Excerpted text
○ ○ ○

Science Fiction Studies

# 60 = Volume 20, Part 2 = July 1993


REVIEW-ARTICLES

BOOKS IN REVIEW


Veronica Hollinger

A New Alliance of Postmodernism and Feminist Speculative Fiction

Barr, Marleen S. Feminist Fabulation: Space/Postmodern Fiction. Iowa City: University of Iowa Press, 1992. ix+312. $39.95 cloth, $14.95 paper.

Feminism: a heterogeneous group of political projects which range from the more or less completely theoretical to the more or less completely praxis-oriented. What these projects have in common is their commitment both to improving the sexual/political lives of women and to hastening the downfall of the patriarchal system.

Postmodernism: a heterogeneous group of contemporary socio-cultural perspectives which range from the more or less completely aesthetic to.the almost completely political. What these perspectives have in common is a sense of having broken with the modernist world-view (of course, modernism itself can be defitied as a heterogeneous set of practices which are almost impossible to organize in any orderly fashion).

Speculative fiction: a heterogeneous group of texts ranging from the most "realistic" of hard SF novels to the most allegorical of experimental fictions. Perhaps the only thing these texts have in common is their activation—to different extents and for different purposes—of the various themes, images, and narrative conventions typically associated with science fiction.

Marleen Barr's new study is an important first attempt to bring feminism, postmodernism, and speculative fiction together in a comprehensive way. However, the admittedly inadequate "definitions" with which I began this review are aimed at indicating some of the difficulties inherent in such a project, difficulties to which I will return below. While the groundwork undertaken in Feminist Fabulation is most definitely overdue, Barr's project is not a completely successful one, due, to a certain extent, to the recalcitrant nature of the material with which she is working here.

○ ○ ○

Stored data
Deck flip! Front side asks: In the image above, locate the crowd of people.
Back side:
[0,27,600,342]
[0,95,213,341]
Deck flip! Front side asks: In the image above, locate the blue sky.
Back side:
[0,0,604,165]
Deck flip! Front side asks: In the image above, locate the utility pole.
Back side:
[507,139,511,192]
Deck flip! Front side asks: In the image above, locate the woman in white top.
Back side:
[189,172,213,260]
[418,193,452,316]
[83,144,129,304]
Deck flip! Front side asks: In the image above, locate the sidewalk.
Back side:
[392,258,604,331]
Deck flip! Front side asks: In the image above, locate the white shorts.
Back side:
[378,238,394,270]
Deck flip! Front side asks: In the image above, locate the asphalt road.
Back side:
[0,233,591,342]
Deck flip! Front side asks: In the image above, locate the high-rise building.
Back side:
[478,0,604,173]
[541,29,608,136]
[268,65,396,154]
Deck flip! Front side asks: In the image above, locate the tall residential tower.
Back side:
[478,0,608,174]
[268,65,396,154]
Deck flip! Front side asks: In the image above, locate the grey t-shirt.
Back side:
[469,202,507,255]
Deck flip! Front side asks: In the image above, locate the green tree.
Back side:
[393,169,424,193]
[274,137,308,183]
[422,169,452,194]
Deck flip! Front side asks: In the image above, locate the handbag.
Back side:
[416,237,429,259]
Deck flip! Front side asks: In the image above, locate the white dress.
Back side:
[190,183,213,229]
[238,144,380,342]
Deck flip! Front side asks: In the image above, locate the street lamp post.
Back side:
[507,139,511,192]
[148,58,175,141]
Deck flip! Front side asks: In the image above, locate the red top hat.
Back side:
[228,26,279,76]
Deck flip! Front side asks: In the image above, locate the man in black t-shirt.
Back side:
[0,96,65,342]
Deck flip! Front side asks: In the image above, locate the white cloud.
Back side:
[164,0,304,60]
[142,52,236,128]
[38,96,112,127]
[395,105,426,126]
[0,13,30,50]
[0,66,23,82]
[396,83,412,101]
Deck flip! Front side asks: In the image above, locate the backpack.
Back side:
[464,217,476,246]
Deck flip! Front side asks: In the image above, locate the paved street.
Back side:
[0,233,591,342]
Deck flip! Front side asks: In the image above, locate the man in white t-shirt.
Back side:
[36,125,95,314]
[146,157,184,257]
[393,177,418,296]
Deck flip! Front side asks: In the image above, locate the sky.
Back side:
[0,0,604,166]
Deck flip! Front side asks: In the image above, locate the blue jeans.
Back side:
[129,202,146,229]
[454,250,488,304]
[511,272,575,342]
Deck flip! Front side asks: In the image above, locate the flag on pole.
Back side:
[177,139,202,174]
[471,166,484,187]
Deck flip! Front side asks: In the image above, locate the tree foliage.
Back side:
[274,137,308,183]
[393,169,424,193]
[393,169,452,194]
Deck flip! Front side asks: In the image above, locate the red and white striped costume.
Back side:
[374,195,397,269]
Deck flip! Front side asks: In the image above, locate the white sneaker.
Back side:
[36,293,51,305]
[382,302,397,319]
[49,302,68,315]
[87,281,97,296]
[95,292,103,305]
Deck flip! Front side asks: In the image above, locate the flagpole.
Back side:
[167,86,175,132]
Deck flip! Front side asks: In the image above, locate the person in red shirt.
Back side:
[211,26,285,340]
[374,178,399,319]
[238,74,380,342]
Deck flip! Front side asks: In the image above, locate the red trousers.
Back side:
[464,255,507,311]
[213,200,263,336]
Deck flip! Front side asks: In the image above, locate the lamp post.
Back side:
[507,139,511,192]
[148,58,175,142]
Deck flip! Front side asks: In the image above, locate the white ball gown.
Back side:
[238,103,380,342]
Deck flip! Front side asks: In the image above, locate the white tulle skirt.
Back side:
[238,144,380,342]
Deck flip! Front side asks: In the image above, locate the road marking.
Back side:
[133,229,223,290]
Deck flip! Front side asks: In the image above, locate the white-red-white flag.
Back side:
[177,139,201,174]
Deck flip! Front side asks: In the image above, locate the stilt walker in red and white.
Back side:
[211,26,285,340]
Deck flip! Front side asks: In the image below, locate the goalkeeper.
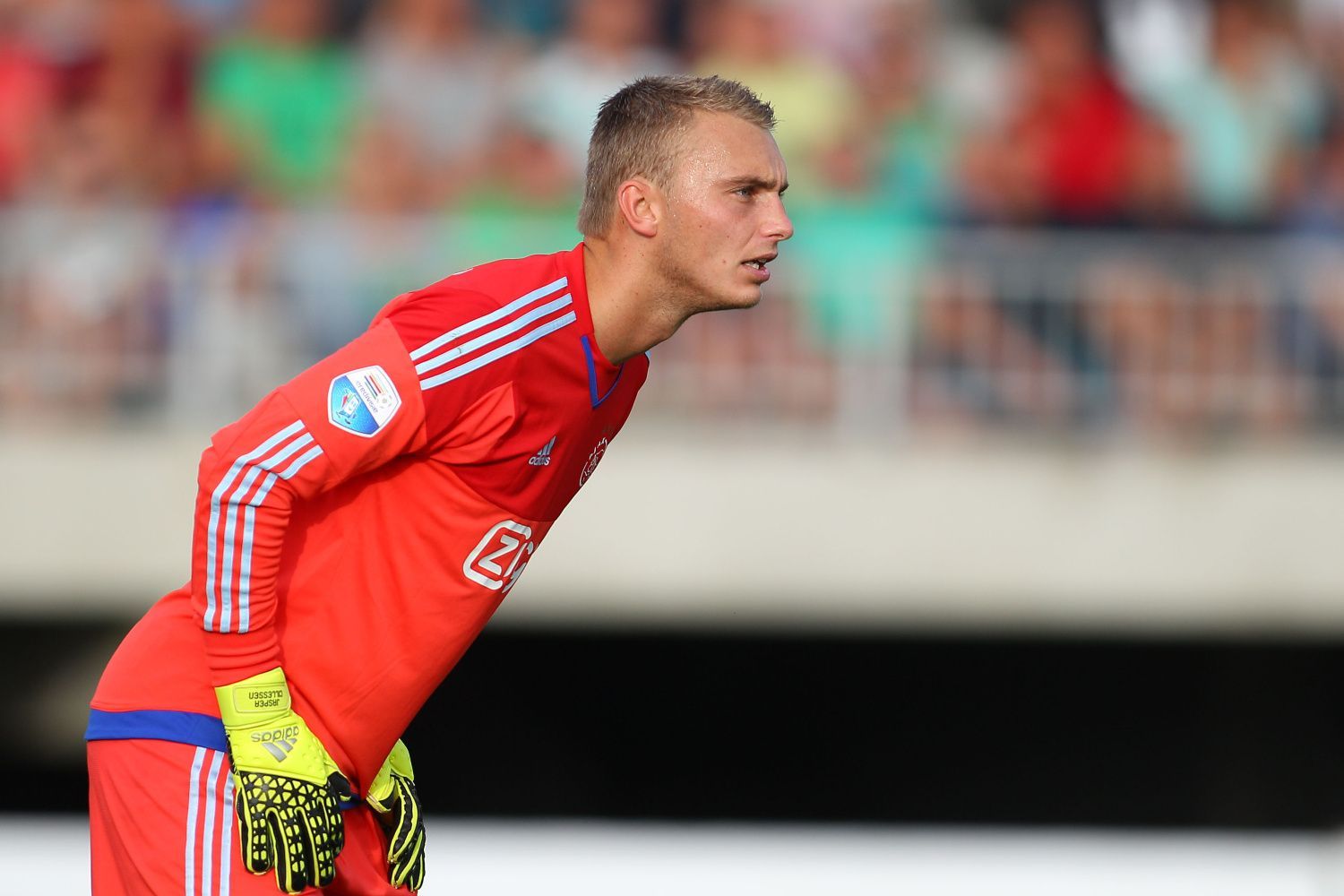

○ ○ ○

Challenges
(a) Condense the paragraph of the review that begins "Marleen Barr's new study" into two sentences, keeping its main points.
(b) Reproduce the rows from the line containing "the white-red-white flag." through the end of the rows, inclusive, and omit the pictures from your output.

Answers for the tasks
(a) Marleen Barr's study is an important first attempt to bring feminism, postmodernism, and speculative fiction together comprehensively, and its groundwork is overdue. The project is not completely successful, however, partly because of the recalcitrant nature of the material, whose difficulties the reviewer's opening "definitions" are meant to indicate.

(b)
Deck flip! Front side asks: In the image above, locate the white-red-white flag.
Back side:
[177,139,201,174]
Deck flip! Front side asks: In the image above, locate the stilt walker in red and white.
Back side:
[211,26,285,340]
Deck flip! Front side asks: In the image below, locate the goalkeeper.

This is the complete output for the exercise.